(Data entries)
§ §
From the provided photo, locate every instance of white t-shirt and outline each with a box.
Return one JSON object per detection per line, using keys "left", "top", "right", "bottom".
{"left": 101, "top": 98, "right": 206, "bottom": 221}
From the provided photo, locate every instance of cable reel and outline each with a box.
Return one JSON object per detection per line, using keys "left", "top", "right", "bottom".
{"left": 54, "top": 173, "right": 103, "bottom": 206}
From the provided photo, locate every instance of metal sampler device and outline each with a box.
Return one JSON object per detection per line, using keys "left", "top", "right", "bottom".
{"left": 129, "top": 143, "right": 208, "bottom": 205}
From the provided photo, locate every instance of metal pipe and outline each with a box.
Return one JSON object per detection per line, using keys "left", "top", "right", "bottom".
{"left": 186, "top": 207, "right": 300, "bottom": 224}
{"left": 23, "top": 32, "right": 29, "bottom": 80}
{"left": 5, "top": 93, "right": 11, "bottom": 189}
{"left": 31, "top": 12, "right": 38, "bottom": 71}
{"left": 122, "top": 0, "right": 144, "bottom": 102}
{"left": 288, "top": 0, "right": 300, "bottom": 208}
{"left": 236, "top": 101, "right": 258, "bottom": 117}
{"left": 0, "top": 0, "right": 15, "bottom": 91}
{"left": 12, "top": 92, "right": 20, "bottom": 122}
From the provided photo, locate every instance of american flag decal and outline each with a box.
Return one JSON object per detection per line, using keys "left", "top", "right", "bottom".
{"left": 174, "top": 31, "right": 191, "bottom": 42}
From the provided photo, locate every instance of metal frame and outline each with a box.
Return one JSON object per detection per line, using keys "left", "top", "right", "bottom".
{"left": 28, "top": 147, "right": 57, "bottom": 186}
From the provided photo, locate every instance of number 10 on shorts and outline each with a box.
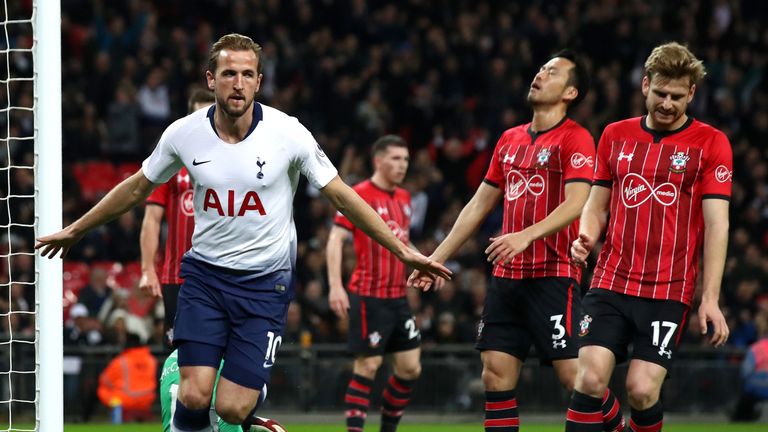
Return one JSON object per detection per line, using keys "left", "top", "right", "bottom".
{"left": 264, "top": 331, "right": 282, "bottom": 368}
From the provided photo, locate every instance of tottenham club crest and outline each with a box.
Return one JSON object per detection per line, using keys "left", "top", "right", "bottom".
{"left": 256, "top": 157, "right": 266, "bottom": 179}
{"left": 368, "top": 331, "right": 382, "bottom": 348}
{"left": 578, "top": 314, "right": 592, "bottom": 337}
{"left": 668, "top": 152, "right": 690, "bottom": 173}
{"left": 535, "top": 148, "right": 551, "bottom": 168}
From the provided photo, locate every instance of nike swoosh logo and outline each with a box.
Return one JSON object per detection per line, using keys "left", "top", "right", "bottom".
{"left": 263, "top": 362, "right": 274, "bottom": 368}
{"left": 192, "top": 159, "right": 211, "bottom": 166}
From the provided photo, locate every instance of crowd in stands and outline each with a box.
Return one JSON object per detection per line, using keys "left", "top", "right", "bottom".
{"left": 2, "top": 0, "right": 768, "bottom": 353}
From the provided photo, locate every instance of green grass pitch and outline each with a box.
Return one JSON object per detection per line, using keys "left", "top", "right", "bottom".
{"left": 56, "top": 423, "right": 767, "bottom": 431}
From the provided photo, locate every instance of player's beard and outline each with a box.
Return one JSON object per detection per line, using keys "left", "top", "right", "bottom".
{"left": 649, "top": 102, "right": 684, "bottom": 128}
{"left": 221, "top": 94, "right": 254, "bottom": 118}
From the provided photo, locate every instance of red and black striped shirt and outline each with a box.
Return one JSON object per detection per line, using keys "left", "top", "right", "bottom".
{"left": 591, "top": 116, "right": 733, "bottom": 306}
{"left": 146, "top": 167, "right": 194, "bottom": 284}
{"left": 334, "top": 180, "right": 411, "bottom": 299}
{"left": 484, "top": 118, "right": 595, "bottom": 281}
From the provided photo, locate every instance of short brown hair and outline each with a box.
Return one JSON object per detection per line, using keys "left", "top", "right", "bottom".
{"left": 187, "top": 88, "right": 215, "bottom": 113}
{"left": 371, "top": 135, "right": 408, "bottom": 159}
{"left": 208, "top": 33, "right": 263, "bottom": 75}
{"left": 644, "top": 42, "right": 706, "bottom": 86}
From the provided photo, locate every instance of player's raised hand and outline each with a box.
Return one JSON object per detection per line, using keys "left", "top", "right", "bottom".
{"left": 329, "top": 286, "right": 351, "bottom": 319}
{"left": 698, "top": 299, "right": 729, "bottom": 347}
{"left": 570, "top": 233, "right": 593, "bottom": 267}
{"left": 485, "top": 231, "right": 533, "bottom": 265}
{"left": 139, "top": 270, "right": 163, "bottom": 298}
{"left": 35, "top": 227, "right": 84, "bottom": 259}
{"left": 400, "top": 248, "right": 452, "bottom": 282}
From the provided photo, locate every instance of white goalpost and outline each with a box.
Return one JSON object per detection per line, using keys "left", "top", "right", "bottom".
{"left": 34, "top": 0, "right": 63, "bottom": 431}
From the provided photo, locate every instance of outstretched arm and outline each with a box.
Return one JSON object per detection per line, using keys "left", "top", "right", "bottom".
{"left": 36, "top": 169, "right": 158, "bottom": 258}
{"left": 699, "top": 198, "right": 730, "bottom": 347}
{"left": 320, "top": 176, "right": 452, "bottom": 280}
{"left": 409, "top": 182, "right": 502, "bottom": 290}
{"left": 486, "top": 181, "right": 590, "bottom": 264}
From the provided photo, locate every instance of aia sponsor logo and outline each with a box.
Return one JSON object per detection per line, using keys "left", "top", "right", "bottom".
{"left": 505, "top": 170, "right": 545, "bottom": 201}
{"left": 180, "top": 190, "right": 194, "bottom": 217}
{"left": 570, "top": 153, "right": 593, "bottom": 169}
{"left": 715, "top": 165, "right": 732, "bottom": 183}
{"left": 202, "top": 189, "right": 266, "bottom": 216}
{"left": 621, "top": 173, "right": 677, "bottom": 208}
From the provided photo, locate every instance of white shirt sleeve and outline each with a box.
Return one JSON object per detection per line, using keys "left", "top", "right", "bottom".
{"left": 141, "top": 124, "right": 183, "bottom": 184}
{"left": 290, "top": 117, "right": 338, "bottom": 189}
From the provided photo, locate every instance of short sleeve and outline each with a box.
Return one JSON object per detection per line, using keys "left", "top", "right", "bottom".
{"left": 146, "top": 181, "right": 169, "bottom": 206}
{"left": 142, "top": 125, "right": 183, "bottom": 184}
{"left": 701, "top": 131, "right": 733, "bottom": 199}
{"left": 593, "top": 128, "right": 613, "bottom": 187}
{"left": 290, "top": 118, "right": 338, "bottom": 189}
{"left": 561, "top": 127, "right": 595, "bottom": 183}
{"left": 483, "top": 135, "right": 507, "bottom": 188}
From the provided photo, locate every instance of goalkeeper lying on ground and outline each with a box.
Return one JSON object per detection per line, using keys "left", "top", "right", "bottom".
{"left": 161, "top": 350, "right": 286, "bottom": 432}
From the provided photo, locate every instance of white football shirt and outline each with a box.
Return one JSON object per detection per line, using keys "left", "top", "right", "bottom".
{"left": 142, "top": 103, "right": 338, "bottom": 274}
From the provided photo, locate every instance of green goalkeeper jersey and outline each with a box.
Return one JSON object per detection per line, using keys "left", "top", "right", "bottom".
{"left": 160, "top": 350, "right": 243, "bottom": 432}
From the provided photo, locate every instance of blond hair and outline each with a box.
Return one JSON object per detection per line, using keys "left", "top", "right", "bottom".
{"left": 208, "top": 33, "right": 263, "bottom": 75}
{"left": 644, "top": 42, "right": 706, "bottom": 86}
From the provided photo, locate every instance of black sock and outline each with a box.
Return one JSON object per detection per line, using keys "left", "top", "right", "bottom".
{"left": 345, "top": 374, "right": 373, "bottom": 432}
{"left": 380, "top": 375, "right": 417, "bottom": 432}
{"left": 484, "top": 389, "right": 519, "bottom": 432}
{"left": 629, "top": 401, "right": 663, "bottom": 432}
{"left": 601, "top": 388, "right": 625, "bottom": 431}
{"left": 566, "top": 391, "right": 604, "bottom": 432}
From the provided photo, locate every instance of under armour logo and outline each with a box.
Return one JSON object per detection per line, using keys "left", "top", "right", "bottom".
{"left": 658, "top": 346, "right": 672, "bottom": 359}
{"left": 553, "top": 340, "right": 567, "bottom": 349}
{"left": 617, "top": 152, "right": 634, "bottom": 162}
{"left": 503, "top": 153, "right": 516, "bottom": 165}
{"left": 256, "top": 158, "right": 266, "bottom": 179}
{"left": 621, "top": 173, "right": 677, "bottom": 208}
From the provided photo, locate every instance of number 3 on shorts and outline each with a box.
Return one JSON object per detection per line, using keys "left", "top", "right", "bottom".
{"left": 405, "top": 318, "right": 419, "bottom": 339}
{"left": 550, "top": 314, "right": 566, "bottom": 340}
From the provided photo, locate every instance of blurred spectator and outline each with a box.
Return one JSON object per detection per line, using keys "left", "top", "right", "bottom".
{"left": 78, "top": 267, "right": 111, "bottom": 317}
{"left": 731, "top": 311, "right": 768, "bottom": 421}
{"left": 106, "top": 81, "right": 140, "bottom": 160}
{"left": 97, "top": 331, "right": 157, "bottom": 423}
{"left": 63, "top": 303, "right": 104, "bottom": 422}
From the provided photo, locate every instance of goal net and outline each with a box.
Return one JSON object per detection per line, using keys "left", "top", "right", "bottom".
{"left": 0, "top": 0, "right": 61, "bottom": 431}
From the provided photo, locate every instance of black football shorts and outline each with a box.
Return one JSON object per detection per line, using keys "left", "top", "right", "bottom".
{"left": 577, "top": 288, "right": 689, "bottom": 370}
{"left": 476, "top": 276, "right": 582, "bottom": 365}
{"left": 348, "top": 293, "right": 421, "bottom": 356}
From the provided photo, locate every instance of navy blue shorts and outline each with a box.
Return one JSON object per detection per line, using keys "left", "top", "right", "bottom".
{"left": 174, "top": 257, "right": 291, "bottom": 390}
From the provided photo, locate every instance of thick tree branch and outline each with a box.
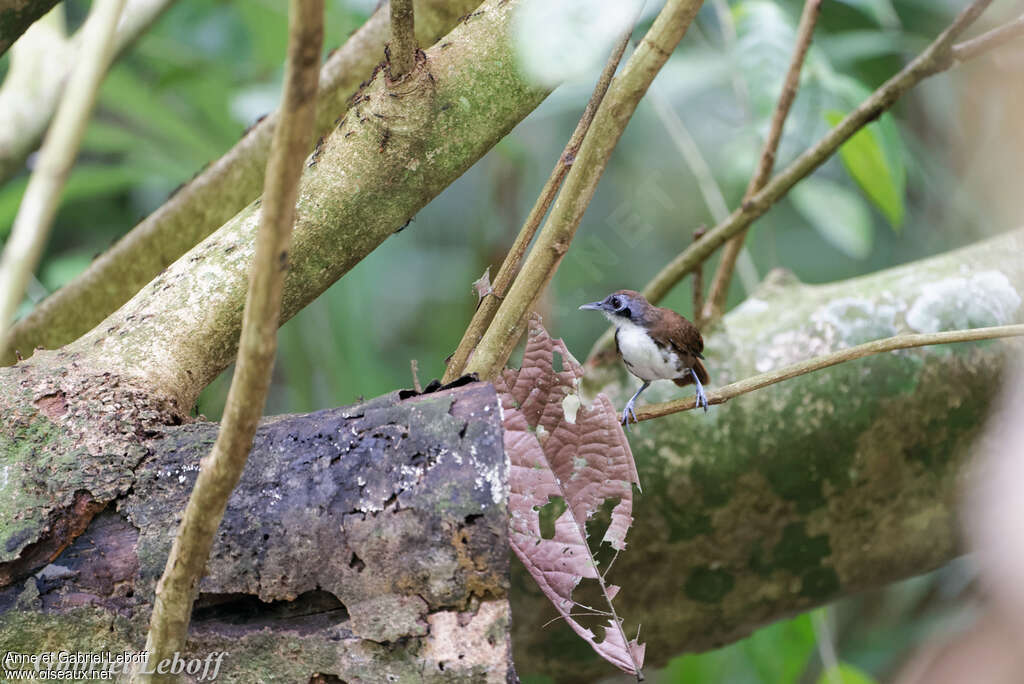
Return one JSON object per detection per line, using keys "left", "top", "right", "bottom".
{"left": 587, "top": 0, "right": 1006, "bottom": 360}
{"left": 1, "top": 0, "right": 482, "bottom": 365}
{"left": 0, "top": 0, "right": 125, "bottom": 349}
{"left": 441, "top": 24, "right": 633, "bottom": 383}
{"left": 515, "top": 227, "right": 1024, "bottom": 681}
{"left": 637, "top": 324, "right": 1024, "bottom": 421}
{"left": 701, "top": 0, "right": 822, "bottom": 327}
{"left": 138, "top": 2, "right": 323, "bottom": 677}
{"left": 44, "top": 0, "right": 546, "bottom": 412}
{"left": 388, "top": 0, "right": 417, "bottom": 79}
{"left": 0, "top": 0, "right": 176, "bottom": 186}
{"left": 464, "top": 0, "right": 705, "bottom": 381}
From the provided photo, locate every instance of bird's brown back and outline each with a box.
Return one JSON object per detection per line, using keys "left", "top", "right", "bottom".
{"left": 645, "top": 306, "right": 709, "bottom": 385}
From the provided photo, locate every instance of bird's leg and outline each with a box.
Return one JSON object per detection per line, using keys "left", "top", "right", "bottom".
{"left": 691, "top": 367, "right": 709, "bottom": 412}
{"left": 622, "top": 381, "right": 650, "bottom": 429}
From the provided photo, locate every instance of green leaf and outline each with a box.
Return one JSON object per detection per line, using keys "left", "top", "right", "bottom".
{"left": 732, "top": 0, "right": 798, "bottom": 119}
{"left": 825, "top": 109, "right": 906, "bottom": 229}
{"left": 664, "top": 613, "right": 815, "bottom": 683}
{"left": 791, "top": 177, "right": 874, "bottom": 259}
{"left": 742, "top": 612, "right": 817, "bottom": 683}
{"left": 0, "top": 164, "right": 143, "bottom": 237}
{"left": 817, "top": 662, "right": 878, "bottom": 684}
{"left": 832, "top": 0, "right": 901, "bottom": 29}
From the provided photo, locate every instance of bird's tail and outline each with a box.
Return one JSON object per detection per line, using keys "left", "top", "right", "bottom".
{"left": 674, "top": 358, "right": 709, "bottom": 387}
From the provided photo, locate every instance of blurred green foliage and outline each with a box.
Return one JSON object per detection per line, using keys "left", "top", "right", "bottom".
{"left": 1, "top": 0, "right": 1013, "bottom": 679}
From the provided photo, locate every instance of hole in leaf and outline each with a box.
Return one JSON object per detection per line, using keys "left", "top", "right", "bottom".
§ §
*To do*
Copy the lines above exactly, starting with the line that contains "From the provided photo, locate every instance of metal frame" and ending with the line that contains "From the provided photo, locate every instance of green grass", and leave out any pictures.

*Finished exercise*
From the provided photo, locate every instance of metal frame and outline each with a box.
Return one JSON object per detection per line, using keys "left", "top", "right", "bottom".
{"left": 28, "top": 147, "right": 57, "bottom": 186}
From the provided photo, locate every instance of number 10 on shorts and outline each with a box.
Return one JSON object per detection per line, using keys "left", "top", "right", "bottom".
{"left": 264, "top": 331, "right": 282, "bottom": 368}
From the provided photo, locate every instance of tottenham club crest and outline each with a box.
Return one JSON object per detection per line, using keys "left", "top", "right", "bottom".
{"left": 256, "top": 157, "right": 266, "bottom": 179}
{"left": 368, "top": 331, "right": 382, "bottom": 348}
{"left": 578, "top": 314, "right": 592, "bottom": 337}
{"left": 668, "top": 152, "right": 690, "bottom": 173}
{"left": 535, "top": 148, "right": 551, "bottom": 168}
From the provided photo, locate every instance of nike swoosh logo and outline each with a box.
Return one JSON object per detection per line, using keys "left", "top", "right", "bottom".
{"left": 263, "top": 362, "right": 274, "bottom": 368}
{"left": 192, "top": 159, "right": 211, "bottom": 166}
From the provided photo, locate every instance of crowd in stands and outline each with a box.
Return one JSON object per detection per line, using keys "left", "top", "right", "bottom".
{"left": 2, "top": 0, "right": 768, "bottom": 353}
From the provided photo, locate every instance of green grass pitch and outline each with a box.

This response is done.